Problem description →
Render every item as a two-column CSV with the headers "prompt" and "outline", one row per item, putting its text and its answer each in a single quoted field with any line breaks replaced by spaces.

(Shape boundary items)
* * *
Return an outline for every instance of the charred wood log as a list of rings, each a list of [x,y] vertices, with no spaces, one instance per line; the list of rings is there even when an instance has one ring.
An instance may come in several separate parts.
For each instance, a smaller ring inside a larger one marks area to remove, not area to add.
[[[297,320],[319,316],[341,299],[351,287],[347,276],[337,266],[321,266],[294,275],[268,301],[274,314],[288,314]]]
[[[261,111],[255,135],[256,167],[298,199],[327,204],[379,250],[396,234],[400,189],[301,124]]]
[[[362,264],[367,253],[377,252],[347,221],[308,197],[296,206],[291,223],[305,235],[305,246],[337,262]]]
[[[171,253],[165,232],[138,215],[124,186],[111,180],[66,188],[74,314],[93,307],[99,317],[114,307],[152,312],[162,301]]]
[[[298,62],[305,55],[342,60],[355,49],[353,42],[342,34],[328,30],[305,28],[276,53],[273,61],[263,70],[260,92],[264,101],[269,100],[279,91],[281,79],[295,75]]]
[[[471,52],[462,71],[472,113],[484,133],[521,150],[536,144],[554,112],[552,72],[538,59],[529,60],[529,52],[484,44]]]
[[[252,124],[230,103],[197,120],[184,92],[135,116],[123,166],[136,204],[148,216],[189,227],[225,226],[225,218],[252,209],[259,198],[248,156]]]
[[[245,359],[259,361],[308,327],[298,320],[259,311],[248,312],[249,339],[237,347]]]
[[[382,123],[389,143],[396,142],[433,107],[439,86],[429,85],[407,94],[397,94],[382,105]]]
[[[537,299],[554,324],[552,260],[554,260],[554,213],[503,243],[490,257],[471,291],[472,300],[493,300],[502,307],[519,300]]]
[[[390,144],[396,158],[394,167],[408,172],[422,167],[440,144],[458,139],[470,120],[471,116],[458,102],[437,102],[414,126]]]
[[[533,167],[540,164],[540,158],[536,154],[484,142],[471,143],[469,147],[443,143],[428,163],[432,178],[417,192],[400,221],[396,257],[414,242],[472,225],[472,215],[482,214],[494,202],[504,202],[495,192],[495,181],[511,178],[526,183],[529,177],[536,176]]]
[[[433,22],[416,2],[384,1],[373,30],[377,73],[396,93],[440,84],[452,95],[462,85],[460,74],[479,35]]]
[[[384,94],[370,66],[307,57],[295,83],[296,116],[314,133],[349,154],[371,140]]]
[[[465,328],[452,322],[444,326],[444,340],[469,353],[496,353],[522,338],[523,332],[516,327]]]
* * *
Response to this task →
prompt,outline
"Return an outline for every instance of the charred wood log as a list of rings, each a list of [x,y] vertices, with no spaces, one instance per line; the list of rings is there even when an instance has one ring. An instance may come in several separate parts. For each instance, a smaller ring inside a larger one marks area to remove, not area to add.","[[[297,320],[319,316],[341,299],[351,287],[347,276],[337,266],[321,266],[294,275],[268,301],[274,314],[288,314]]] [[[261,111],[255,135],[256,167],[298,199],[327,204],[379,250],[396,234],[400,189],[301,124]]] [[[362,264],[367,253],[377,252],[347,221],[308,197],[296,206],[291,223],[305,235],[305,246],[337,262]]] [[[171,253],[165,232],[138,215],[124,186],[111,180],[66,188],[74,314],[93,307],[99,317],[114,307],[152,312],[162,301]]] [[[298,62],[305,55],[342,60],[355,49],[353,42],[342,34],[328,30],[305,28],[276,53],[273,61],[263,70],[260,92],[264,101],[269,100],[279,91],[281,79],[295,75]]] [[[471,52],[462,71],[472,113],[484,133],[521,150],[536,144],[554,112],[552,72],[538,59],[529,60],[529,52],[484,44]]] [[[252,124],[230,103],[197,120],[184,92],[135,116],[123,166],[136,204],[148,216],[189,227],[225,226],[225,218],[252,209],[259,198],[248,156]]] [[[245,359],[259,361],[308,327],[298,320],[259,311],[248,312],[249,339],[237,347]]] [[[382,123],[389,143],[396,142],[433,107],[439,86],[429,85],[407,94],[397,94],[382,105]]] [[[537,299],[554,324],[552,260],[554,260],[554,213],[503,243],[490,257],[471,291],[472,300],[493,300],[502,307],[519,300]]] [[[390,144],[396,158],[394,167],[408,172],[422,167],[440,144],[458,139],[470,120],[471,116],[458,102],[437,102],[414,126]]] [[[533,167],[540,164],[540,158],[536,154],[484,142],[471,143],[469,147],[443,143],[428,163],[432,178],[417,192],[400,221],[396,257],[414,242],[472,225],[472,215],[482,214],[494,202],[504,202],[495,192],[495,181],[511,178],[526,183],[529,177],[536,176]]] [[[433,22],[416,2],[384,1],[373,30],[377,73],[396,93],[440,84],[452,95],[462,85],[460,74],[479,35]]] [[[384,94],[370,66],[307,57],[295,83],[296,116],[314,133],[349,154],[371,140]]] [[[465,328],[452,322],[444,326],[444,340],[469,353],[496,353],[522,338],[523,332],[516,327]]]"